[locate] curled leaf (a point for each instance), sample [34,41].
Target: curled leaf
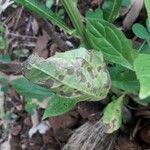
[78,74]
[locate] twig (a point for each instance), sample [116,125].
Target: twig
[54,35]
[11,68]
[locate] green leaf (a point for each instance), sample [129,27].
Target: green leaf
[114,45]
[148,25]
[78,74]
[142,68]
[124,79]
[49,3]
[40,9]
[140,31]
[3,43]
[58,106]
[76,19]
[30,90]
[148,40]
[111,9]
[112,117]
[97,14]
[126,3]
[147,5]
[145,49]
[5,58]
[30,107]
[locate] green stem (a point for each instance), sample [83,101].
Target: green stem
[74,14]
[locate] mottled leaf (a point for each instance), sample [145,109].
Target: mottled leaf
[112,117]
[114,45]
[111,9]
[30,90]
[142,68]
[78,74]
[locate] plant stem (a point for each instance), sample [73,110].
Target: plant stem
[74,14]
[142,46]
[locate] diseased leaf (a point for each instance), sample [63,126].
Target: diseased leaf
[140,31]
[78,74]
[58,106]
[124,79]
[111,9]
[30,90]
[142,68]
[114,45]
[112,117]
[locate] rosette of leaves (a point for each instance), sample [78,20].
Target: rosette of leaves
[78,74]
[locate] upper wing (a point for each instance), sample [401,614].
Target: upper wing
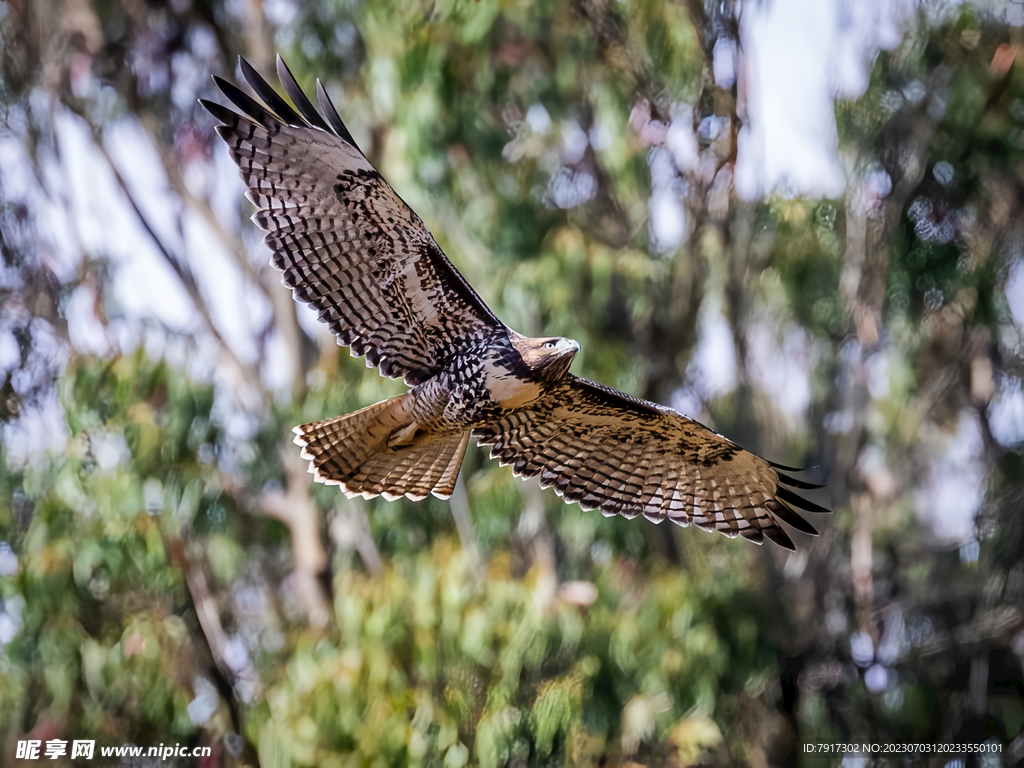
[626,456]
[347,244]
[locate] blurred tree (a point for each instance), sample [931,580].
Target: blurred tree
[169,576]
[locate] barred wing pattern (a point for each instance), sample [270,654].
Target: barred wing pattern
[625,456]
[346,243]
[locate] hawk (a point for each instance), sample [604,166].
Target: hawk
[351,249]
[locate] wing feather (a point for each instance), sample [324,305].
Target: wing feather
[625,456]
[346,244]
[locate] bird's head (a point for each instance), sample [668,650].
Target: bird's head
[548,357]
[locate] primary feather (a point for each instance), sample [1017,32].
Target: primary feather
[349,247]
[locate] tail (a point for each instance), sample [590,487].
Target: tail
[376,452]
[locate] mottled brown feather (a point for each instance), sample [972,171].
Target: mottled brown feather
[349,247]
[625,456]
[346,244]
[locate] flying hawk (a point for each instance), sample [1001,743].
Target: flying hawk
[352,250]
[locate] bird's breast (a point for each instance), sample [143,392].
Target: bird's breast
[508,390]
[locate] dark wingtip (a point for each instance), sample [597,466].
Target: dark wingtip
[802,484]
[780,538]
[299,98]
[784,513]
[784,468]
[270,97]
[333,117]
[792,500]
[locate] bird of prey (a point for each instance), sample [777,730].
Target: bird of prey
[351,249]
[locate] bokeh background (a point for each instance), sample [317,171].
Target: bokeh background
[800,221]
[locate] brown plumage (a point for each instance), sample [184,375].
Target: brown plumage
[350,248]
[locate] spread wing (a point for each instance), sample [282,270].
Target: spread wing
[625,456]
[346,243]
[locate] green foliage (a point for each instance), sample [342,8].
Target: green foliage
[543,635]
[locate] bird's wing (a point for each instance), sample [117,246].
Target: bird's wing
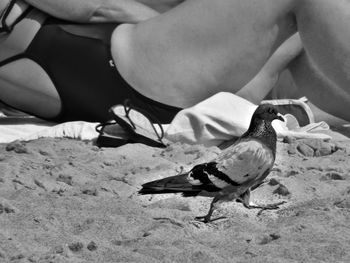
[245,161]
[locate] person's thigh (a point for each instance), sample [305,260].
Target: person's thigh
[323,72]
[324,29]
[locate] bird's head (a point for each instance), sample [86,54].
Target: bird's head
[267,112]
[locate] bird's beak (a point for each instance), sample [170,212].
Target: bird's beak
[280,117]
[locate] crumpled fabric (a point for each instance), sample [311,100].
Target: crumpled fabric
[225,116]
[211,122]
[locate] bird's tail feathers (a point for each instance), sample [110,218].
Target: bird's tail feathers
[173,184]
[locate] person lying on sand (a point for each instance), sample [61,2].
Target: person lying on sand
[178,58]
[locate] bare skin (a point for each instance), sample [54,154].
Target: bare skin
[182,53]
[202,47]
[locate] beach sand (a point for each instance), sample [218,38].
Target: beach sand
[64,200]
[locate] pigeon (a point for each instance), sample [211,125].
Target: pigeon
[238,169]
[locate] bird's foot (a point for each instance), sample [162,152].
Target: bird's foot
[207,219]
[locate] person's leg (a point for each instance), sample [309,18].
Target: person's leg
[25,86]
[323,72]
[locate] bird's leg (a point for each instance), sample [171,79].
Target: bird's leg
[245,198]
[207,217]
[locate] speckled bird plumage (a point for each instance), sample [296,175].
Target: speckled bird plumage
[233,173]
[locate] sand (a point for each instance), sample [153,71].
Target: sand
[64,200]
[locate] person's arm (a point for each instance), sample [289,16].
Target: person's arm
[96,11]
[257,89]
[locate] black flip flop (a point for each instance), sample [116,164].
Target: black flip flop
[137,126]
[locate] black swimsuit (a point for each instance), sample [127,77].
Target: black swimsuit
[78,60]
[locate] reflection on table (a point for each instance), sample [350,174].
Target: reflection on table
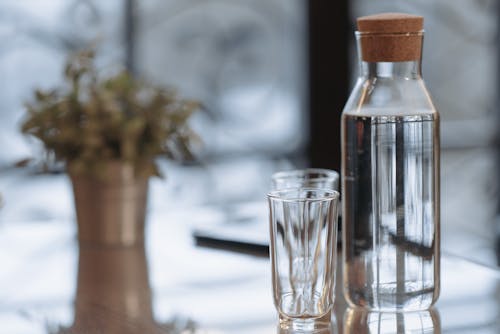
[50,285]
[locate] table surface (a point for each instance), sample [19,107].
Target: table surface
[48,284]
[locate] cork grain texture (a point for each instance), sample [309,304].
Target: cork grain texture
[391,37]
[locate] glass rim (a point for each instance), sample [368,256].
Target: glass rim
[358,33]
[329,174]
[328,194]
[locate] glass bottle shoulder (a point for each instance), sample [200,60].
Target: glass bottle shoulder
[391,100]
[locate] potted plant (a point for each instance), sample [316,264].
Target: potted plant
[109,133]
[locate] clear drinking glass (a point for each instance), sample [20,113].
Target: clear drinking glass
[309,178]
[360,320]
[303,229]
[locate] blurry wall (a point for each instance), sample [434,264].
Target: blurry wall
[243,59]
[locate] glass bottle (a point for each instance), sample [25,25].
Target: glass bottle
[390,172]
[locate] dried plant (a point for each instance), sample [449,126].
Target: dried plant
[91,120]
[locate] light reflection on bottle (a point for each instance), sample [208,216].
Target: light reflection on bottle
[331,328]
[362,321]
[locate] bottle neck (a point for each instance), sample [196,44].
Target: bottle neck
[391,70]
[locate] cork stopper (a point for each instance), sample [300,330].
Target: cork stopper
___
**Task to carry out**
Filter the preceding entries down to the lines with "stopper".

**Answer**
[locate] cork stopper (a point for each instance), sample [300,330].
Target: cork stopper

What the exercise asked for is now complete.